▸ Work required: Every record must be retyped exactly as it reads.

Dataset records
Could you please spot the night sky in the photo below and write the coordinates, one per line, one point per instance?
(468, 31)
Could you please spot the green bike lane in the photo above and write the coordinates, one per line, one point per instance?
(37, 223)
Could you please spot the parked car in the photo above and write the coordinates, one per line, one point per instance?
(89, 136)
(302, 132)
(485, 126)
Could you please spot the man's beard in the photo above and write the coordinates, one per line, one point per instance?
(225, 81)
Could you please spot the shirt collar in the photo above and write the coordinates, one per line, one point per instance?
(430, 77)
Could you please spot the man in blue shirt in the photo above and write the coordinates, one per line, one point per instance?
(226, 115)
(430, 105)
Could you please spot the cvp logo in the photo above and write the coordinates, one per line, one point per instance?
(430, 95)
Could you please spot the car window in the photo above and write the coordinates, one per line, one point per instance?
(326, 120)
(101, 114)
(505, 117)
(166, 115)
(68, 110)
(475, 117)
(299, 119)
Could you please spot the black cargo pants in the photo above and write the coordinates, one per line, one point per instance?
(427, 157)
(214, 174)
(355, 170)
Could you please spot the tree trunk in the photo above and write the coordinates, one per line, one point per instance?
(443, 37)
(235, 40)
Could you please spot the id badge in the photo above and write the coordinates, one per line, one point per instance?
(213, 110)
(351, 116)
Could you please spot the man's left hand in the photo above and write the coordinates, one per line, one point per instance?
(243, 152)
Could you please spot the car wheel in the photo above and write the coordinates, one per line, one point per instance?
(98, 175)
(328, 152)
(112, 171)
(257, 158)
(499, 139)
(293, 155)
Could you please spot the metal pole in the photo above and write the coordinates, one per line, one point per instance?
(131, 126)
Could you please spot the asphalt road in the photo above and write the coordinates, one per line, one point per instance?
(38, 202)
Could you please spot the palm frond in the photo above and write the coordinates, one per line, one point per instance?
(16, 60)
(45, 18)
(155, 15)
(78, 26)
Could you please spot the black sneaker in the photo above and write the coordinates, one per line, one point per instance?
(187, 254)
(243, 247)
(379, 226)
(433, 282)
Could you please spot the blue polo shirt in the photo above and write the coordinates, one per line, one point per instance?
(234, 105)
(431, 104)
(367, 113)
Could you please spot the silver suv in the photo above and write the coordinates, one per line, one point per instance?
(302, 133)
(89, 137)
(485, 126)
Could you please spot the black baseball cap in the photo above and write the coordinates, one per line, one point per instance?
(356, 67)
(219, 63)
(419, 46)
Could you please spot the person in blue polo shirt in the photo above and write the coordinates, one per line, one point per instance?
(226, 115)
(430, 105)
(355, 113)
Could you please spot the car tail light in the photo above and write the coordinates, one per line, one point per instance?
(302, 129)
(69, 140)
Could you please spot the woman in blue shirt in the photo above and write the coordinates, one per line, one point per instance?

▸ Answer box:
Could you please spot the night sky in the photo below and write the coordinates, one per line, one point per instance?
(468, 31)
Could you please spot the green bike lane in the photo above and write the coordinates, one per line, one point per instance?
(37, 223)
Could you please spot the parked car in the photo above and write the coordinates, one per line, one point per instance?
(89, 136)
(302, 132)
(485, 126)
Could you please spot the man's beard in the photo above and write the coordinates, one per line, one point per instance?
(225, 81)
Could you please spot the shirt collar in the photo above and write the coordinates, one per line, one point per instance?
(430, 77)
Could you please spot the man in blue shirt in the photo above and write the coordinates, one per line, one point per instance?
(226, 115)
(430, 105)
Could you please spot the cvp logo in the photo above and write the coordinates, one per line, one point per instance?
(430, 95)
Could you please spot the car window in the photo above and write the coordinates, one per line, one point per instance?
(326, 120)
(101, 114)
(505, 117)
(166, 115)
(68, 110)
(475, 117)
(299, 119)
Could you please spot the black cargo pants in the photo above and write the coordinates, one per line, one point per instance?
(427, 157)
(214, 174)
(355, 170)
Could you please spot the tree trunk in the photo above and write the coordinates, one per line, one point per instance?
(443, 37)
(235, 40)
Could you please spot the id badge in the photo above and write the coordinates, one per line, one point per instance?
(213, 110)
(351, 116)
Could you please spot the man's left hand in the photo above and write the coordinates, one per line, one point per instance?
(243, 152)
Could you please spot the car wheel in the photo above and write the coordinates, one per line, one point per instance?
(98, 175)
(328, 152)
(112, 171)
(257, 158)
(499, 139)
(293, 155)
Could you please spot the metal pole in the photo above and write the coordinates, one per line, one point per instance?
(131, 126)
Could you please spot the asphalt road in the photo above and write the coordinates, one per line, one point per instance?
(38, 202)
Could you please spot the palm frond in the photo above and write the coordinates, one per line, one point per instance?
(16, 60)
(45, 18)
(155, 15)
(78, 26)
Could you please spot the black sneaker in the photo above and write the coordinates, one per line, one point per instance?
(187, 254)
(243, 247)
(379, 226)
(433, 282)
Could you please spot the blue polo shirt in the photo above and write the coordinates, one per line, one point per instance?
(234, 105)
(431, 104)
(367, 113)
Could you please spot the silver suv in the photo above and write the coordinates, one per line, one point per instance?
(302, 133)
(89, 137)
(485, 126)
Could you please spot the black baseball cap in the photo above and write the coordinates, one per line, one point per instance?
(356, 67)
(219, 63)
(419, 46)
Could you please spot the person in blue polo shirt in the photo above and write the coordinates, one per line, one point per instance?
(226, 115)
(430, 105)
(355, 113)
Could you please spot the car tail light in the photo above and write the coordinates, one per line, one point per instance?
(302, 129)
(69, 140)
Could you please spot the woman in blue shirt in the photo above and write the coordinates, one per line, one point per instance?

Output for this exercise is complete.